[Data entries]
■ ■ ■ ■
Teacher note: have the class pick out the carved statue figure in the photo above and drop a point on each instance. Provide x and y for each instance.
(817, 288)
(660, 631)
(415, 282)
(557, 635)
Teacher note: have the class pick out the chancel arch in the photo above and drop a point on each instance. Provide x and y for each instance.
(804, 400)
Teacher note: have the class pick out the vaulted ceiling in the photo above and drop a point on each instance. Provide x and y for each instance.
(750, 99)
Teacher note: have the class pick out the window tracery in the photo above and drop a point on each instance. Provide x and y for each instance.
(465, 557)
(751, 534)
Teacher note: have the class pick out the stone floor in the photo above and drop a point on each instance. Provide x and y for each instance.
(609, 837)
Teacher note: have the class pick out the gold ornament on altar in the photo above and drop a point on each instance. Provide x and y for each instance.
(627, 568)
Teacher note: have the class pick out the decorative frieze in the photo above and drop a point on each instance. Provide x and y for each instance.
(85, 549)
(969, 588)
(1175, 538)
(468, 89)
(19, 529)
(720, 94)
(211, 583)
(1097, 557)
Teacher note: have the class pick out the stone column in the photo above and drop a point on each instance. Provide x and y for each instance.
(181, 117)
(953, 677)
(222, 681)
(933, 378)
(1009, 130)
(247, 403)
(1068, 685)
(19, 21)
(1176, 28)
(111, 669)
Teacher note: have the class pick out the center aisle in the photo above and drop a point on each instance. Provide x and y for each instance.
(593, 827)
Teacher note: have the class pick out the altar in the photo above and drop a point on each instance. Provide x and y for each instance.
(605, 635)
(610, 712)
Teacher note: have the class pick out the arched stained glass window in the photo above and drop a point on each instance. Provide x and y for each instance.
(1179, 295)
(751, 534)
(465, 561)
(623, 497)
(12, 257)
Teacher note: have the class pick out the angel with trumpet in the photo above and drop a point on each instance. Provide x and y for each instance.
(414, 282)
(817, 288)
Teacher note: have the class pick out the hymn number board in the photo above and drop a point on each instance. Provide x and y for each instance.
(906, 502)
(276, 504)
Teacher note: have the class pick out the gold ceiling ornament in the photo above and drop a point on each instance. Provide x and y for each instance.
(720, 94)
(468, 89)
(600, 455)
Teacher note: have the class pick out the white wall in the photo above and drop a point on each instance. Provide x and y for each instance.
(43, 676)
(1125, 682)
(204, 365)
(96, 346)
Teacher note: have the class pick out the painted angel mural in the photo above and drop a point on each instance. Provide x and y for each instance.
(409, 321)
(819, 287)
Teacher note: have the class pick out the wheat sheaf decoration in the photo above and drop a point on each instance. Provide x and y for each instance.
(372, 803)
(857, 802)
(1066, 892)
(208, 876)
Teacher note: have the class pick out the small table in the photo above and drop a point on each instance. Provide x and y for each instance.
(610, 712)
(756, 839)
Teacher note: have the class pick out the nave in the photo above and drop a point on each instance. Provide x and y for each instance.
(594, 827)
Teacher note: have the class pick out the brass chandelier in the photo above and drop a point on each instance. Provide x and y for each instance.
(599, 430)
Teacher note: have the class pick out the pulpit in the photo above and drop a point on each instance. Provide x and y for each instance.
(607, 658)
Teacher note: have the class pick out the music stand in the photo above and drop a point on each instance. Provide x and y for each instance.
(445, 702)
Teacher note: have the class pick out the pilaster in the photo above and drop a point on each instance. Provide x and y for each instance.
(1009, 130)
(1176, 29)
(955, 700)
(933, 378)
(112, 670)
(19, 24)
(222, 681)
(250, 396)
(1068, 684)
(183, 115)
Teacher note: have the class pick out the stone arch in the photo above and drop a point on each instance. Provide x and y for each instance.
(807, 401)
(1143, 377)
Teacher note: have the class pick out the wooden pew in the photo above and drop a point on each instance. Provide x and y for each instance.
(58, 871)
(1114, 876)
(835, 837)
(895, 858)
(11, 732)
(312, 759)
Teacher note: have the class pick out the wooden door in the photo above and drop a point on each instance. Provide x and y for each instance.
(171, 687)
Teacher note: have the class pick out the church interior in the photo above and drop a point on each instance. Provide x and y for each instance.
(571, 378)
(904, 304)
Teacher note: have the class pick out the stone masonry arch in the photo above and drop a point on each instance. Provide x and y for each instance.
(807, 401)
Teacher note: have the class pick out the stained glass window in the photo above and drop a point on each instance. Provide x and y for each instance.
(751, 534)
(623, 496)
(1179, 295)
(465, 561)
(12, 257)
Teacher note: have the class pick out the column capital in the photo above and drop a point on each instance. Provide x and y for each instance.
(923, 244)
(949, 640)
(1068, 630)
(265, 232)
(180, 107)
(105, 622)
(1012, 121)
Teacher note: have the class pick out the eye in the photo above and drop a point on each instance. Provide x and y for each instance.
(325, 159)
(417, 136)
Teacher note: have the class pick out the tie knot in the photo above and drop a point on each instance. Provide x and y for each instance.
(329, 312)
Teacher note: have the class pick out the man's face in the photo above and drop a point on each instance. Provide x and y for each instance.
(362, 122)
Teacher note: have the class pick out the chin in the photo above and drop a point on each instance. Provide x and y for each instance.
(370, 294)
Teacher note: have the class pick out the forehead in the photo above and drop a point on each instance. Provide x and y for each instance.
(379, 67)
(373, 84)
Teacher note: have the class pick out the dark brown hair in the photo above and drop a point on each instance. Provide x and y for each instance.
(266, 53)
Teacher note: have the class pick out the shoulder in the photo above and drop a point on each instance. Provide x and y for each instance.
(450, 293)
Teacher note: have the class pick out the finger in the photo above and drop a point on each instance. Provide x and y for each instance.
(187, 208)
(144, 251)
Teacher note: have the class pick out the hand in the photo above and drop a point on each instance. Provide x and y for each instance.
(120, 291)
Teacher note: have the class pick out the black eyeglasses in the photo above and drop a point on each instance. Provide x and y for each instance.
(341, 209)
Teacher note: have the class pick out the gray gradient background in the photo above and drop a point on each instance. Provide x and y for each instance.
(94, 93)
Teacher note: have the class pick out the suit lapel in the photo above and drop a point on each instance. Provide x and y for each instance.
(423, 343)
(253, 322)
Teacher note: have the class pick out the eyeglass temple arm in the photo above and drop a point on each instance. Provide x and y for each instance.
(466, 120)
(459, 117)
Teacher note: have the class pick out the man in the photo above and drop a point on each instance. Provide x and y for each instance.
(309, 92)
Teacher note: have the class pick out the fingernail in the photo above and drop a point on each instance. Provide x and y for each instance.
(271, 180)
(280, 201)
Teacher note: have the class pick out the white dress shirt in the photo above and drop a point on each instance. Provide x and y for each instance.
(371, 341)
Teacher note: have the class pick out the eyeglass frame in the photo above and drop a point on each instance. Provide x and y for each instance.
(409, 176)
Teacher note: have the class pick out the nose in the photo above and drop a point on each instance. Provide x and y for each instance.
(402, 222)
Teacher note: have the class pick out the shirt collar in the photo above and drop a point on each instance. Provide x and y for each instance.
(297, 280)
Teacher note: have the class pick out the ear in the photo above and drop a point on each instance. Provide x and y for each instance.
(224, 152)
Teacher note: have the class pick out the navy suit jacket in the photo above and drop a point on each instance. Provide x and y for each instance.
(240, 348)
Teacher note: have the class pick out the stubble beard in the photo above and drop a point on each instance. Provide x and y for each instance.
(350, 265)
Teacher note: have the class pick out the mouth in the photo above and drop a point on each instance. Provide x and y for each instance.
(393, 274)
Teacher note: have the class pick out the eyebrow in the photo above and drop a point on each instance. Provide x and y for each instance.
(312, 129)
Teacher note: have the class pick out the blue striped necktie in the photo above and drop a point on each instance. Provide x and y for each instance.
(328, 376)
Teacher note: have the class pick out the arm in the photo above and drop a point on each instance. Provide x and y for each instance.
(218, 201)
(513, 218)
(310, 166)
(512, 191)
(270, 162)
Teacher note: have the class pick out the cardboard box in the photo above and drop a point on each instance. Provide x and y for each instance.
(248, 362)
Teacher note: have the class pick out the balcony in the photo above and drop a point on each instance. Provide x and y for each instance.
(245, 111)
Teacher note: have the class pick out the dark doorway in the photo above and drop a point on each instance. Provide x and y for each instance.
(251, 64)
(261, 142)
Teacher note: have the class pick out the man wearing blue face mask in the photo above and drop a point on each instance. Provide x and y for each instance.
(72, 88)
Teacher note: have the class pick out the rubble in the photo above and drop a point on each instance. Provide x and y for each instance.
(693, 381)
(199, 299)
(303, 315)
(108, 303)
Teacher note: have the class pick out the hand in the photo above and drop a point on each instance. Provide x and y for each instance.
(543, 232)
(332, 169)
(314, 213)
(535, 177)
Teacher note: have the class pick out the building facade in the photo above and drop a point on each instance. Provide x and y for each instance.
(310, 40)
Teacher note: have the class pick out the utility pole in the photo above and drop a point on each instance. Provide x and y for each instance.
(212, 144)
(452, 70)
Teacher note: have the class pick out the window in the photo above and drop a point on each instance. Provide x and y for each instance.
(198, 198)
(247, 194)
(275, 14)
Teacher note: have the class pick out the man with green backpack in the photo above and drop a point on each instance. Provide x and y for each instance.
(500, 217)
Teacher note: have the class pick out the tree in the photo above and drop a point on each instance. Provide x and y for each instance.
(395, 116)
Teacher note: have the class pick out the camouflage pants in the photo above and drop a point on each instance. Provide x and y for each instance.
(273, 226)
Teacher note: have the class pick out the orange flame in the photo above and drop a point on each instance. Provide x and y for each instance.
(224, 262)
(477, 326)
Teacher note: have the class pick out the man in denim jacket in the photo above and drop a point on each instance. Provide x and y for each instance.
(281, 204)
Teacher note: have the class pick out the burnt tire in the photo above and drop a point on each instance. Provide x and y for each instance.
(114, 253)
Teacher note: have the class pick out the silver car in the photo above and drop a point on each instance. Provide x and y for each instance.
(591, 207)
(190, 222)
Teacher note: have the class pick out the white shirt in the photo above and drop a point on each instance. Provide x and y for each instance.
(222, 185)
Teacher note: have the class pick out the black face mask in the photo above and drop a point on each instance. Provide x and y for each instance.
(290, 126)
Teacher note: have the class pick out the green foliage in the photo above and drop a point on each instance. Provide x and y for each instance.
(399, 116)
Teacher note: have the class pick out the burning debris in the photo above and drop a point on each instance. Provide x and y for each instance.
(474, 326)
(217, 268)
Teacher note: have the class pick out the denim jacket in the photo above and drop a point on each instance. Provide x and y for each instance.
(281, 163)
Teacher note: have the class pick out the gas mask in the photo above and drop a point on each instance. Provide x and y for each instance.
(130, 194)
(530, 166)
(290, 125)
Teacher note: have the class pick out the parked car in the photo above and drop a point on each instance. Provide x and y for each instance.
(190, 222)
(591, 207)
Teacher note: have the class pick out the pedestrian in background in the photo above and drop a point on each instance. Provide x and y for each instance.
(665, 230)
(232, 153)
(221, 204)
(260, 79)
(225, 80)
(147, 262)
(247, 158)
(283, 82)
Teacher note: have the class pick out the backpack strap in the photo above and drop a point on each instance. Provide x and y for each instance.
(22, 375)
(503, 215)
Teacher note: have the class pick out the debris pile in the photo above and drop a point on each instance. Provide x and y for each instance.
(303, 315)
■ ■ ■ ■
» **Your assignment**
Only the lines from the one containing "Teacher note: have the class pick out the gas" through the last line above belong in your answer. Retype them exactly.

» **Expected answer**
Teacher note: have the class pick out the gas mask in the photo above and drop a point on each instance. Provide x and y for each instance.
(130, 194)
(530, 166)
(290, 125)
Teacher note: have the class pick out the parked car in the photo above and drop a point on each instance. Provide x and y for each instance.
(190, 222)
(591, 207)
Teacher note: have the class pick out the pedestrian in background in the photo above and drop a point on each instance. Provide x and y for each instance.
(665, 230)
(232, 153)
(221, 204)
(260, 79)
(225, 80)
(147, 262)
(247, 158)
(283, 82)
Teacher note: have the class pick out the backpack strap in the photo above and drop a point on each instance. Provide x and y for each instance.
(22, 375)
(503, 215)
Teacher note: have the class pick out the debris pile in the photo above and drop a point on each instance. Provide x and y for each instance.
(303, 315)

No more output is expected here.